Given passage
MU Tutorial Sheet Finding Relative Extreme Points (Application differentiation) ❤️🫶

Added: 2026-05-10

[00:00:00]So, in this particular lesson, we are still looking at application of differentiation.

[00:00:07]We are going to be looking at what it means if you have been asked to find a relative extrema of a given function.

[00:00:15]Okay? And extrema, we are simply trying to talk about the relative uh local minimum point of a particular function or the relative uh uh local maximum point of a particular function.

[00:00:34]So, when we say extrema, extreme extrema, we are simply trying to see where the curve is increasing, where it is decreasing. Okay? That's uh really something that you must be able to to be able to know. Now, it depends with the instruction that you have been given by the question. You can be asked to find the relative extrema of a function using the second derivative. Of course, we use the second derivative because the second derivative is what is going to tell you whether the the uh the the nature of the root of the points that you're going to find, whether your curve is going to be increasing or it will be decreasing.

[00:01:14]It's very important.

[00:01:16]Now, I'm going to show you very simple steps that you're going to be using whenever you want to find extrema of a given function.

[00:01:24]Let's start.

[00:01:26]And of course, if you want to register for personal lessons, make sure you inbox me on this WhatsApp number, plus 26077664046.

[00:01:40]Okay? That's the number that you need to contact me on.

[00:01:44]Let's begin.

[00:01:47]We find the relative extrema of the following function using the second derivative.

[00:01:52]The function that we have been given is f of x equal to x to the three minus three x to the two minus 24 x plus 32. Let's find the first derivative.

Instruction 1
From the tutorial transcript on relative extrema, extract the part starting with "[00:01:24]Let's start." and going on through "contact me on.", word for word.

Data section
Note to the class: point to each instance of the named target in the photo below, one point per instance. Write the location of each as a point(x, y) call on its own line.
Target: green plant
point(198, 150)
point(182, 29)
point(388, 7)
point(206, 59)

Instruction 2
Copy the records above line for line, without any changes.

Problem solution 1
[00:01:24]Let's start.

[00:01:26]And of course, if you want to register for personal lessons, make sure you inbox me on this WhatsApp number, plus 26077664046.

[00:01:40]Okay? That's the number that you need to contact me on.

Problem solution 2
Note to the class: point to each instance of the named target in the photo below, one point per instance. Write the location of each as a point(x, y) call on its own line.
Target: green plant
point(198, 150)
point(182, 29)
point(388, 7)
point(206, 59)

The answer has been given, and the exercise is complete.